▶ _Problems to solve_
A - Copy out the part of the news article on the UC Riverside chancellor nomination that opens with the words containing "Friends say Wilcox" and closes with "at community hospitals.".
B - According to the news article on the UC Riverside chancellor nomination, when will the UC regents vote on Wilcox's nomination?
C - Continue the news article on the UC Riverside chancellor nomination from where it stops.
*** Extract
Kim Wilcox has been nominated to be chancellor of UC Riverside. He recently… (Kurt Stepnitz )
The former No. 2 administrator at Michigan State and a recent finalist to lead several other public universities across the country has been nominated to be the next chancellor of UC Riverside, officials announced Thursday.
Kim A. Wilcox, an expert in speech and hearing disorders who helped lead Michigan State University during a period of state budget cuts, is expected to be confirmed by UC regents as head of the 22,000-student Riverside campus. His salary and other terms of employment will not be publicly released until the regents vote on his nomination during a teleconference Aug. 8.
Friends say Wilcox long wanted to be in charge of a campus and saw no short-term chance that Michigan State President Lou Anna K. Simon would retire. Earlier this year, he was among the finalists to become chancellor of University of Wisconsin-Madison and president at the University of Wyoming. Last year he was a finalist to head the University of Hawaii-Manoa.
In a 10-campus university system with such international academic powerhouses as UCLA and UC Berkeley, UC Riverside has been fighting to gain more resources and prestige. After much debate and funding complications, it recently began to enroll students at its new medical school in an arrangement that will train doctors at community hospitals.
******
*** Dataset records
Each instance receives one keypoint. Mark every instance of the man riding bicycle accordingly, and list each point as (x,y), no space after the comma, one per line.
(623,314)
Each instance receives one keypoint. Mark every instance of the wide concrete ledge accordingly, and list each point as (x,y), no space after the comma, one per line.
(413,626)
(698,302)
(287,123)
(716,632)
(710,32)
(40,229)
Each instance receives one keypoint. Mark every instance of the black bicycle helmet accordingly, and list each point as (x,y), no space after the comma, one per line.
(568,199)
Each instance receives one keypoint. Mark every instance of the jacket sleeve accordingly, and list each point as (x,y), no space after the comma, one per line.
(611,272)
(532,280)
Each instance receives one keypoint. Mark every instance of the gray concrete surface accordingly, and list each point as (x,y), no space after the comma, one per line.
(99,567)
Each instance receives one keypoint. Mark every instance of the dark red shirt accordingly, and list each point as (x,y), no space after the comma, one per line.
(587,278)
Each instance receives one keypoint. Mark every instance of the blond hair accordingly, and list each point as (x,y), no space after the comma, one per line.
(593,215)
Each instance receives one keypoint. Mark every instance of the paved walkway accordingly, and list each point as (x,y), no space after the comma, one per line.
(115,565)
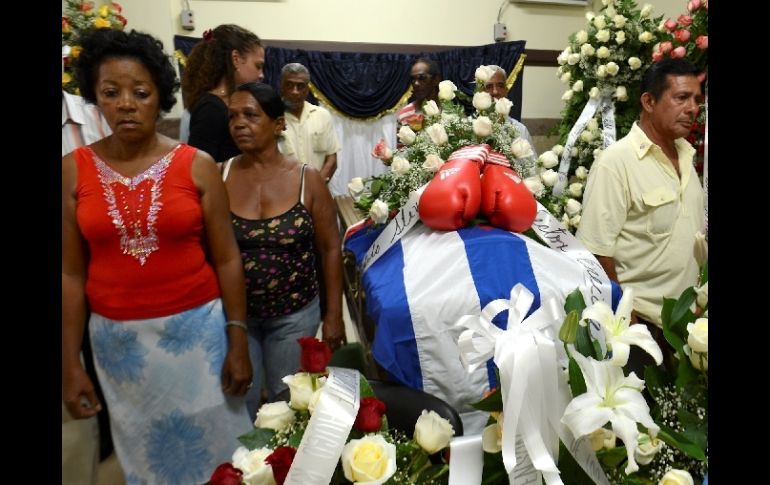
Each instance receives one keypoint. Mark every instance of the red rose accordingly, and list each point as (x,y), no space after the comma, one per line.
(281,460)
(226,474)
(369,418)
(316,354)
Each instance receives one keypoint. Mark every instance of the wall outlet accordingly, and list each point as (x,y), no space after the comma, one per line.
(501,32)
(188,21)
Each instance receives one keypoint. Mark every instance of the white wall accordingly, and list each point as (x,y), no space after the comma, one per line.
(432,22)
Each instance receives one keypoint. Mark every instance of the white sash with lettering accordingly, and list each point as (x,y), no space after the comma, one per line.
(321,446)
(530,358)
(607,107)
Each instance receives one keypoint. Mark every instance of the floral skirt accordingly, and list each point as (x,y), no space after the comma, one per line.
(171,423)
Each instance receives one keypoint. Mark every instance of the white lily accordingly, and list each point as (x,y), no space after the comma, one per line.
(610,396)
(619,332)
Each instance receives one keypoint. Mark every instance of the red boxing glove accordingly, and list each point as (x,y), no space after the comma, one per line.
(505,200)
(452,198)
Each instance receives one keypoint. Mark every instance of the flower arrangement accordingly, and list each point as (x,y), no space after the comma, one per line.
(372,454)
(79,17)
(608,59)
(665,433)
(428,140)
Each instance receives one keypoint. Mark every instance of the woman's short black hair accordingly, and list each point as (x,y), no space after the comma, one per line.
(267,97)
(101,44)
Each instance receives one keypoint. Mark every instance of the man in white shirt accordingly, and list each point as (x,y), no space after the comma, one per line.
(310,135)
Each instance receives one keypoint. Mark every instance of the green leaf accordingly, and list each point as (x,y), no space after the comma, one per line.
(568,330)
(257,438)
(681,442)
(576,381)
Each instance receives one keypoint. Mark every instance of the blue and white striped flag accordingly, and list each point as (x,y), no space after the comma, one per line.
(418,289)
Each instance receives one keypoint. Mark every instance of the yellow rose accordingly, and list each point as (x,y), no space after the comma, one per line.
(369,459)
(101,23)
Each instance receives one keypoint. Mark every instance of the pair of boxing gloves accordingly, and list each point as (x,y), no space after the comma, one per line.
(458,192)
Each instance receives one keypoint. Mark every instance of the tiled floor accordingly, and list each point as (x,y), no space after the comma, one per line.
(110,473)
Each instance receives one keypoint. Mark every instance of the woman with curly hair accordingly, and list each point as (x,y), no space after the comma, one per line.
(147,246)
(227,56)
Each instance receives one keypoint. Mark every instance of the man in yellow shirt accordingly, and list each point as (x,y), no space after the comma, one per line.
(310,136)
(643,204)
******
▶ _Responses by item number_
A -
Friends say Wilcox long wanted to be in charge of a campus and saw no short-term chance that Michigan State President Lou Anna K. Simon would retire. Earlier this year, he was among the finalists to become chancellor of University of Wisconsin-Madison and president at the University of Wyoming. Last year he was a finalist to head the University of Hawaii-Manoa.
In a 10-campus university system with such international academic powerhouses as UCLA and UC Berkeley, UC Riverside has been fighting to gain more resources and prestige. After much debate and funding complications, it recently began to enroll students at its new medical school in an arrangement that will train doctors at community hospitals.

B - During a teleconference on Aug. 8.

C -
Wilcox, 59, recently stepped down after eight years as provost and executive vice president of the sprawling Michigan State in East Lansing, which enrolls about 47,000 students and includes two medical schools. He appeared to remain popular even though he helped oversee spending cuts, consolidated departments and laid off staff due to severe reductions in state funding.
Evan Martinak, president of the undergraduate student government, said Wilcox listened to students' concerns and helped push for some of their causes, such as making it easier to re-take a class if a student didn't do well the first time. During budget cutbacks and rising tuition, Wilcox helped to maintain financial aid, Martinak said.
"I think a lot of folks in academia would not be able to handle the situation in Michigan the way Kim was able to," he said.
Michigan State trustee Dianne Byrum, who is a former state legislator, described Wilcox as "a people person who puts you at ease."
That helped, she said, during thorny discussions with faculty and staff over cutting costs. "It was done as smoothly as anything of that magnitude could have been done," she said.
Wilcox previously was dean of the College of Liberal Arts and Sciences at the University of Kansas and was president of the Kansas Board of Regents, which oversees higher education in that state. He earned a bachelor's in audiology and speech sciences from Michigan State and a master's and doctorate in related fields from Purdue University.
In nominating Wilcox, UC system President Mark G. Yudof made what is probably his final major appointment before his own retirement in September — when he will be succeeded by U.S. Secretary of Homeland Security Janet Napolitano.
Wilcox "has been a dedicated teacher, scholar and researcher who also excelled as an academic leader and chief executive, always maintaining his commitment to diversity and access to higher education," Yudof said in a prepared statement.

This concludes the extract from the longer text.